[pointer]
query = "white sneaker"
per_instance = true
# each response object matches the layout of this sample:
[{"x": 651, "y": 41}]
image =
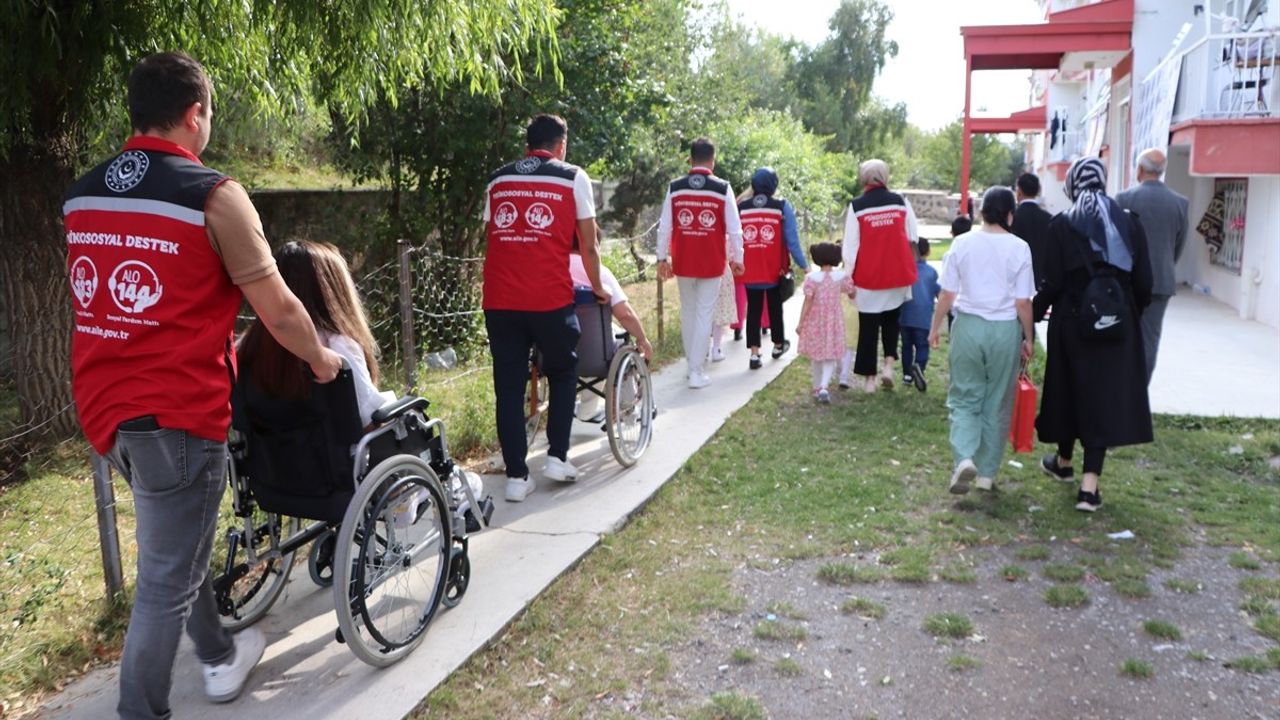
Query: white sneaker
[
  {"x": 519, "y": 488},
  {"x": 223, "y": 683},
  {"x": 964, "y": 474},
  {"x": 560, "y": 470},
  {"x": 699, "y": 379}
]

**YOUR GOAL**
Rewrite every line of the records above as a Markdown table with the columns Row and Line, numbering the rows in order and omitting blank lines. Leave the pictures out of the table.

**RESULT FOR THIS EXERCISE**
| Row | Line |
|---|---|
| 1 | [pointer] |
| 2 | query = "white sneaker" |
| 3 | per_instance = true |
| 4 | # each response object matches the layout of this sample: |
| 5 | [{"x": 651, "y": 41}] |
| 6 | image = |
| 7 | Query: white sneaker |
| 8 | [ |
| 9 |   {"x": 519, "y": 488}, |
| 10 |   {"x": 223, "y": 683}, |
| 11 |   {"x": 964, "y": 474}, |
| 12 |   {"x": 560, "y": 470}, |
| 13 |   {"x": 699, "y": 379} |
| 14 | ] |